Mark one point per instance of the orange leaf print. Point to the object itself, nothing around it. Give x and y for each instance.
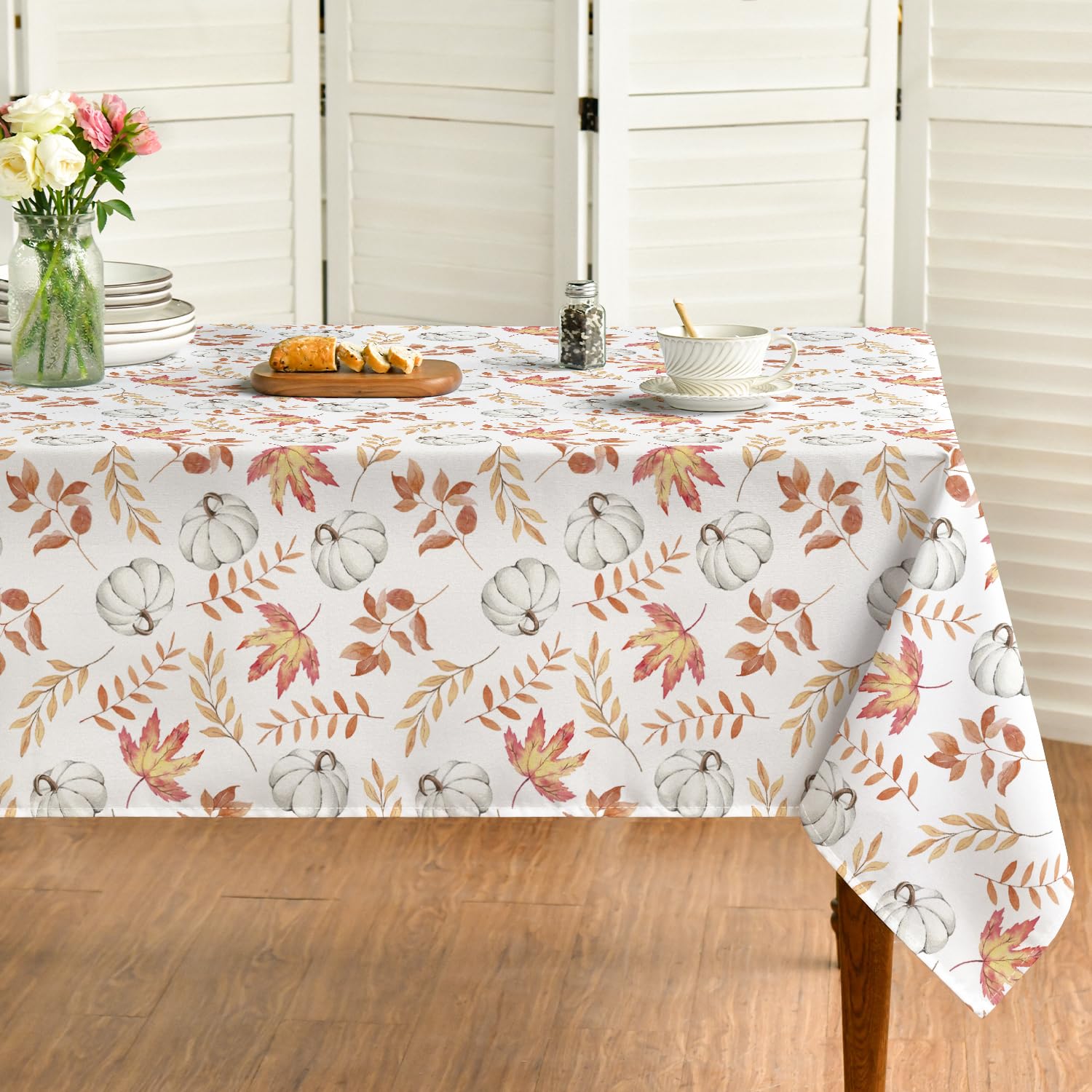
(1002, 960)
(670, 646)
(286, 648)
(290, 467)
(897, 685)
(541, 762)
(155, 764)
(677, 467)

Problem: Can you pull every line of text from the records above, word for word, and leave out the pictures?

Response to this exercise:
Mark one point per instance of the orange leaf print. Point to the object itself, nothing around it. Give x and y for each instance.
(1002, 960)
(670, 646)
(286, 648)
(290, 467)
(897, 685)
(541, 762)
(155, 764)
(677, 467)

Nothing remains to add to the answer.